For nearly the past half-century, Gore has used the transformative discovery of ePTFE to innovate across industries. Product lines include filters, vents and other solutions to contain liquids, solids and fine particles; vents that protect audio quality in smartphones; textiles woven from ePTFE fibre for space exploration; medical devices, now totaling over 40 million implants worldwide; and laminated fabrics that are windproof, durably waterproof and breathable, giving outdoor adventurers unparalleled comfort and protection.
By its very nature, ePTFE is extremely versatile. As long as there’s an opportunity to improve lives by using the unique properties of ePTFE, there will always be new developments, innovations and products from Gore.
A Closer Look at ePTFE
Expanded polytetrafluoroethylene, or ePTFE, is the core material in many of Gore’s solutions. An ePTFE membrane is created when PTFE — a linear polymer consisting of fluorine and carbon molecules — is expanded, creating a microporous structure with very desirable characteristics, including a high strength-to-weight ratio, biocompatibility, high thermal resistance and many others:
- High porosity
- Low porosity
- Continuous length
- Clean (no outgassing)
- High temperature use
- Low temperature use
- Easily handled form
- High surface area
- Chemically inert
- Low coefficient of friction
- High additive loading capacity
- UV resistance
- Sound transmission
- Electrical conductivity
- Thermal conductivity
- Catalytic activity
- Chemical activity
- Magnetic activity
- Antibacterial functionality
- Odour absorbency
- Radiation resistance
- Selective permeability
- Dimensional stability
- High dielectric constant
- Low dielectric constant
- Varied hardness and stiffness
- Low/high surface energy
- Low/high abrasion resistance
- Non-permeable barrier properties
- Controlled fluid delivery
But why is this single material able to be used in such diverse applications as guitar strings, ski jackets and cables used on the Mars Rover? The answer is that we can tailor ePTFE in a many ways depending on the desired use and functionality.

--*--

Exercise requirements:
1) List every product line named in the opening paragraph of the text on ePTFE.
2) Condense the paragraph of the text on ePTFE that begins "Expanded polytetrafluoroethylene, or ePTFE," into a short bulleted list that keeps its main facts.
3) According to the text on ePTFE, how many implants worldwide do Gore's medical devices now total?
The data that follow are separate material from the text on ePTFE.

Records:

--*--

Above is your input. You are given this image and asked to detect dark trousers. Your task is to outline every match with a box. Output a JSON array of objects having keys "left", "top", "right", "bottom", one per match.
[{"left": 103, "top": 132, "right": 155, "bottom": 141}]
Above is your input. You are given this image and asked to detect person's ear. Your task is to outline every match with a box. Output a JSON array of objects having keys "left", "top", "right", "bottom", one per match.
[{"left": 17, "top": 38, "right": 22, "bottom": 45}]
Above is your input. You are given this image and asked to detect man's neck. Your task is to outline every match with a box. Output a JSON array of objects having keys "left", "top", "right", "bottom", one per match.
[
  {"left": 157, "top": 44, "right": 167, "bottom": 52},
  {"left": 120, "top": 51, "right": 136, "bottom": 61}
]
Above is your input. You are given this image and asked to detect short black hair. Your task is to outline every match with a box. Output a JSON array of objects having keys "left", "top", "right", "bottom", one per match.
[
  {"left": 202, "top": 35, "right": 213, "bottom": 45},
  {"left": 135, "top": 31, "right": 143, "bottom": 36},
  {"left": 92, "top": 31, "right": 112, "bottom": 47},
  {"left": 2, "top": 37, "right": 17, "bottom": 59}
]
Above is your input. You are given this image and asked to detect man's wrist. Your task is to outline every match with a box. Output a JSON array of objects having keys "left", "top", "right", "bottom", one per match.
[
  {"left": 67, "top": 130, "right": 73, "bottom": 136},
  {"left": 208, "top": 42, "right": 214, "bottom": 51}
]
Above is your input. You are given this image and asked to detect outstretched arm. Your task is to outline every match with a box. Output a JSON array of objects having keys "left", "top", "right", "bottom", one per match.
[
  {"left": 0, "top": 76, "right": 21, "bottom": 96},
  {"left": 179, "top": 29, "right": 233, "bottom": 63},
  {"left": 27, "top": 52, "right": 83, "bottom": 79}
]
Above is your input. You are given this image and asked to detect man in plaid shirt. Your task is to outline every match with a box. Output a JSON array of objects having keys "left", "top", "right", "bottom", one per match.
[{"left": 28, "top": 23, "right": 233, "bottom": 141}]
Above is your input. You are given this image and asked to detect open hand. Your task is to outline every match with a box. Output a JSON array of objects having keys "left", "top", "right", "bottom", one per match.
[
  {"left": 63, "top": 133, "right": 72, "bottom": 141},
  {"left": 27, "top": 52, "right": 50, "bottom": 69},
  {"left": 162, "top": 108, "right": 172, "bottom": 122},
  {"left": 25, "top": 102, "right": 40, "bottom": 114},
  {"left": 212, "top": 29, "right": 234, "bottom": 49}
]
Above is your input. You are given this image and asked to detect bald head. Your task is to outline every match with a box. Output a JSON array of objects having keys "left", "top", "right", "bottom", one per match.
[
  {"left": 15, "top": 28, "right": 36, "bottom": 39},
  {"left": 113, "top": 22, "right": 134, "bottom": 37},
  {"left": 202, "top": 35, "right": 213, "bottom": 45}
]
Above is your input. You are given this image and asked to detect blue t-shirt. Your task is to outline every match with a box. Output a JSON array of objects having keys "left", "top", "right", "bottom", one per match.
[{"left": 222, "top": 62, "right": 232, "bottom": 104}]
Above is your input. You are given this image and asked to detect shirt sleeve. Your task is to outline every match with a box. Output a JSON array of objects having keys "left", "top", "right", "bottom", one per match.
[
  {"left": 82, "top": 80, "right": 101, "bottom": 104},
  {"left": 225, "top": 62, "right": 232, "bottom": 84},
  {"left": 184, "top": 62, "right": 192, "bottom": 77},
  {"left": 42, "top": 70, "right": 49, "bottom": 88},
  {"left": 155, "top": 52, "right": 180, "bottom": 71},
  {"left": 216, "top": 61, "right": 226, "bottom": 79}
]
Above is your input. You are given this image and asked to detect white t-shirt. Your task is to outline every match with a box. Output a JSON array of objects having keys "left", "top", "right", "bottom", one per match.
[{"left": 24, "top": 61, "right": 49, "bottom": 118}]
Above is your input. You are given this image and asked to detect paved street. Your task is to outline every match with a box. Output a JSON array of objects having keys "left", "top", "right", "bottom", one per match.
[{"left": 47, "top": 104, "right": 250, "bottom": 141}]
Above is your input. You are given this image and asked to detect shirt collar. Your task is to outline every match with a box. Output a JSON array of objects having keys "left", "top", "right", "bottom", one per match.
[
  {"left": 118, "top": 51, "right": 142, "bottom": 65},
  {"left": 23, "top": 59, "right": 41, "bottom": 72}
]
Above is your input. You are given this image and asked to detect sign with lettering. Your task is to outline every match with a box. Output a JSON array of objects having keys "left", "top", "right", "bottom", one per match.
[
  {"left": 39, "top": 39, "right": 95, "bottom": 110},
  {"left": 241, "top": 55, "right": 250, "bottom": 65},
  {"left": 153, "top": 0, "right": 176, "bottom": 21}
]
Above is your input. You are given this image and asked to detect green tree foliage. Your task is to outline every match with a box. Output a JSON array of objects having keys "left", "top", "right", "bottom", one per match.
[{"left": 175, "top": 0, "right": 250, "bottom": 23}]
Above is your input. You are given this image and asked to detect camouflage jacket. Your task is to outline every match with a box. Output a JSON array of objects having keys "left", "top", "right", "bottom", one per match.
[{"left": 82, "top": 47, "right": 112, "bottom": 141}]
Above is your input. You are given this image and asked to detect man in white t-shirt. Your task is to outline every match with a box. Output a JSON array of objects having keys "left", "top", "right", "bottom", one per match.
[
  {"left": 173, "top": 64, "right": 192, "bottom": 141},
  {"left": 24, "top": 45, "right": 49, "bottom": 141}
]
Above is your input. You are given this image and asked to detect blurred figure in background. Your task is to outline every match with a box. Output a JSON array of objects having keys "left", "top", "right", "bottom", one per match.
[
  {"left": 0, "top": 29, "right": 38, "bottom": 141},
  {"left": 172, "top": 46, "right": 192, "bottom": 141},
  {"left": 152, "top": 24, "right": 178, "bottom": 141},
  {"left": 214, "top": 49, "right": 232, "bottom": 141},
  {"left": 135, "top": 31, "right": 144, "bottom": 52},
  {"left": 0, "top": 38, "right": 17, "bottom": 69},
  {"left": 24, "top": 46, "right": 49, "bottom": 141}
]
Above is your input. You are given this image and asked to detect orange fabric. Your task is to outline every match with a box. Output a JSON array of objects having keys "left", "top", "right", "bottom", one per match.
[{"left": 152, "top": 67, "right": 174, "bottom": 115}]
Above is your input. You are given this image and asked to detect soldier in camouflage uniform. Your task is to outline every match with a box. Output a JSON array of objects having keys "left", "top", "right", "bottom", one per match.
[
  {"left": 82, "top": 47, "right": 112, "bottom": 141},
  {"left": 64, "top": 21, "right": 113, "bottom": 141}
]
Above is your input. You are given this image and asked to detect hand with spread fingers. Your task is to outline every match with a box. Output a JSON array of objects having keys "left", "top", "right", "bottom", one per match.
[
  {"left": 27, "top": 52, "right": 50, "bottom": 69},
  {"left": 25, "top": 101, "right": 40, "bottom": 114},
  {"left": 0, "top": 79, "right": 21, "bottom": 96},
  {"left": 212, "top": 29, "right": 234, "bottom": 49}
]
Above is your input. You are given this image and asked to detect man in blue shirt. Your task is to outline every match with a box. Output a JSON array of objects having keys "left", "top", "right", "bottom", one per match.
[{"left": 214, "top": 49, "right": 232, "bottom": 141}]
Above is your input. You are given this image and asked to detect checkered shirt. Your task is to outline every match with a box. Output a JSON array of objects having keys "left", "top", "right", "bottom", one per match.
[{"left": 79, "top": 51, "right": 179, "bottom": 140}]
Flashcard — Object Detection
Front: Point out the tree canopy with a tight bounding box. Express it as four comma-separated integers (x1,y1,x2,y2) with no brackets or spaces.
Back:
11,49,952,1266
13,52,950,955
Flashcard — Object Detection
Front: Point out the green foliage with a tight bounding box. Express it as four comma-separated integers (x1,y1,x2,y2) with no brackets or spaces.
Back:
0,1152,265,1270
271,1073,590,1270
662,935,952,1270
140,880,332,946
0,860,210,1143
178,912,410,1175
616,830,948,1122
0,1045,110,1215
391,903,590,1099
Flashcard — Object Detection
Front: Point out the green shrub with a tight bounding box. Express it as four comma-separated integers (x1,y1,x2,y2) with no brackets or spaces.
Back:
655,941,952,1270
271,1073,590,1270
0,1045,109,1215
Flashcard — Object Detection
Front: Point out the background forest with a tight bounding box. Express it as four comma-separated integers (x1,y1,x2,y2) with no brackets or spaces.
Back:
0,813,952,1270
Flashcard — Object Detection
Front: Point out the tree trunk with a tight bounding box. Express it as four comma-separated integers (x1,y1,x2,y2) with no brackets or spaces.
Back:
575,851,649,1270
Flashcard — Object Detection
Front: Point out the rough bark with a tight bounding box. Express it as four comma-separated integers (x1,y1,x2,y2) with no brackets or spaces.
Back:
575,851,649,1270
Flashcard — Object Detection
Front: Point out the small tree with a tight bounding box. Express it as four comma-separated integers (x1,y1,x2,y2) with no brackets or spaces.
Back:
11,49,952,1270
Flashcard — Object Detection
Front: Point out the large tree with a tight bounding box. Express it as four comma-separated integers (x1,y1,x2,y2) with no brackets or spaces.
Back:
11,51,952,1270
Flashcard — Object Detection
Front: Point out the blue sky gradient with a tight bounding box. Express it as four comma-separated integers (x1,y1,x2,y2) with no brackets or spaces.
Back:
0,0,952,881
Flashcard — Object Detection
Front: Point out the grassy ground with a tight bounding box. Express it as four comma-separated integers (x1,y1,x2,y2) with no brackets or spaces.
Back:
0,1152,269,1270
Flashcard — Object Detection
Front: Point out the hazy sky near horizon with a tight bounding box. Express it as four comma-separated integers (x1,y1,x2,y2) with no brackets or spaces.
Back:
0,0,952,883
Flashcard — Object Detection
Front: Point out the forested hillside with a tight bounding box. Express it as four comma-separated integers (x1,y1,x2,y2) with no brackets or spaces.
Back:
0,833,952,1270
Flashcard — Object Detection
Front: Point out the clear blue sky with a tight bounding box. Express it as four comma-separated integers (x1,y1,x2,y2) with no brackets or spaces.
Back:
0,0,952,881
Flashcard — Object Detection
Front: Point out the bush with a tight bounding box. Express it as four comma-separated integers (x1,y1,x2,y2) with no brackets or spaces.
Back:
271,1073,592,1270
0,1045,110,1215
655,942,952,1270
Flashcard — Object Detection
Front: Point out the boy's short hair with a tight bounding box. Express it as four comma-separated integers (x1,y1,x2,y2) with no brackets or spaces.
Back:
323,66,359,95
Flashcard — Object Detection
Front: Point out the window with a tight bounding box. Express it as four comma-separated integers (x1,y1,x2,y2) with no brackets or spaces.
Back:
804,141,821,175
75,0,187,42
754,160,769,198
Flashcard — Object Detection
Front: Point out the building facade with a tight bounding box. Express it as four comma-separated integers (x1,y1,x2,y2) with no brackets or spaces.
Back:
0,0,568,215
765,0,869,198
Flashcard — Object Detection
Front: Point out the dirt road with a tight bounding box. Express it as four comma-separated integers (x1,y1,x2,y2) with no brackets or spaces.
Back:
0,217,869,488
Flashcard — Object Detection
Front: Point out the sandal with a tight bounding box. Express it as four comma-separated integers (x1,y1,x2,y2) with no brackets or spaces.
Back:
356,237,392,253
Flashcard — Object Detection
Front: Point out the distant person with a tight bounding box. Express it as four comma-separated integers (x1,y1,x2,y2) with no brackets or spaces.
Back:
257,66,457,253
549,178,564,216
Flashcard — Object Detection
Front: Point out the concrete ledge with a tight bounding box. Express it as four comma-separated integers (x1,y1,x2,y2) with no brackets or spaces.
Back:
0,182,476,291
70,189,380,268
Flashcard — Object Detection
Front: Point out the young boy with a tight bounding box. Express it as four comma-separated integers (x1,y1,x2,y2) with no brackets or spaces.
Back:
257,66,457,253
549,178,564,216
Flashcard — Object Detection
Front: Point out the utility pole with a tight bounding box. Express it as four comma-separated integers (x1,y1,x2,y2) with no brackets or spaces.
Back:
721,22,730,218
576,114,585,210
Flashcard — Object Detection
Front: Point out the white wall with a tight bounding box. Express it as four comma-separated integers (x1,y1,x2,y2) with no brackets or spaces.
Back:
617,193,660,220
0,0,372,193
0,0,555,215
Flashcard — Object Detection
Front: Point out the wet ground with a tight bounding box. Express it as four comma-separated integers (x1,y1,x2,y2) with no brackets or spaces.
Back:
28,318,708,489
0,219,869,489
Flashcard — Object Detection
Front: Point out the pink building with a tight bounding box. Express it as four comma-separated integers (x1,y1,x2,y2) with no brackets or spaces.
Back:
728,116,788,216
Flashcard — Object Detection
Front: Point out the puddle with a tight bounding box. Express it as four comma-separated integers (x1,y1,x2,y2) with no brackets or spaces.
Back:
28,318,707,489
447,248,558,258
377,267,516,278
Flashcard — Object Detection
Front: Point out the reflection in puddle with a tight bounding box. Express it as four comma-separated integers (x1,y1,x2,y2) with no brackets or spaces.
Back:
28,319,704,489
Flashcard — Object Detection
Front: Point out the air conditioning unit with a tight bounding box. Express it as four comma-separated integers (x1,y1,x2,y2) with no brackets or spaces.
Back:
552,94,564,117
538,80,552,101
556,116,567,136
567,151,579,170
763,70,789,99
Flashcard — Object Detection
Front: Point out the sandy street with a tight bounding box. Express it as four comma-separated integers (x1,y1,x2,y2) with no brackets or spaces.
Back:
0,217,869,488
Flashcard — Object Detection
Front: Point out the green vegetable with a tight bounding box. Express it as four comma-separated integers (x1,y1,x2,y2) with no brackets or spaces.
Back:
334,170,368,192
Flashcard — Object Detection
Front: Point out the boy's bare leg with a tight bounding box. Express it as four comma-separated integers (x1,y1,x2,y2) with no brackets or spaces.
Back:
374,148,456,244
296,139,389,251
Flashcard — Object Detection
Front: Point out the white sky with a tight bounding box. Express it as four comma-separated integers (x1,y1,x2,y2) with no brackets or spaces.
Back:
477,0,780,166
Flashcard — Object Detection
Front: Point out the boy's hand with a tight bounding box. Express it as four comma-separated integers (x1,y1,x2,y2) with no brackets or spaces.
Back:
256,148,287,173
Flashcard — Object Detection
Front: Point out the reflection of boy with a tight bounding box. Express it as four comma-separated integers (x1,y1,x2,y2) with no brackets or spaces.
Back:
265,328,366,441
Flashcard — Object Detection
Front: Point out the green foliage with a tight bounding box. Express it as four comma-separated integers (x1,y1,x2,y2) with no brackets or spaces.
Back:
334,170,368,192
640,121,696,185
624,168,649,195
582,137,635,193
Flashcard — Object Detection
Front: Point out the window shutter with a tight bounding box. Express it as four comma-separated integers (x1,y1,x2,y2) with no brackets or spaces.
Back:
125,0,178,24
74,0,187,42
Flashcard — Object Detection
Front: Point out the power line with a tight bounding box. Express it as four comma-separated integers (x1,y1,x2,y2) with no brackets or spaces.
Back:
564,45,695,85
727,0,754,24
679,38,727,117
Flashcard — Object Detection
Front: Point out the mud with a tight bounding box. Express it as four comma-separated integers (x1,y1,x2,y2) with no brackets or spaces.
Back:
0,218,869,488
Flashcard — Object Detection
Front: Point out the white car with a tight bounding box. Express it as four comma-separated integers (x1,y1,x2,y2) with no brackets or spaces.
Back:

--*--

Solutions:
1)
- Filters, vents and other solutions to contain liquids, solids and fine particles
- Vents that protect audio quality in smartphones
- Textiles woven from ePTFE fibre for space exploration
- Medical devices
- Laminated fabrics that are windproof, durably waterproof and breathable

2)
- ePTFE (expanded polytetrafluoroethylene) is the core material in many of Gore's solutions.
- An ePTFE membrane is made by expanding PTFE, a linear polymer of fluorine and carbon molecules.
- Expansion produces a microporous structure.
- Its characteristics include a high strength-to-weight ratio, biocompatibility, high thermal resistance and many others.

3) Over 40 million.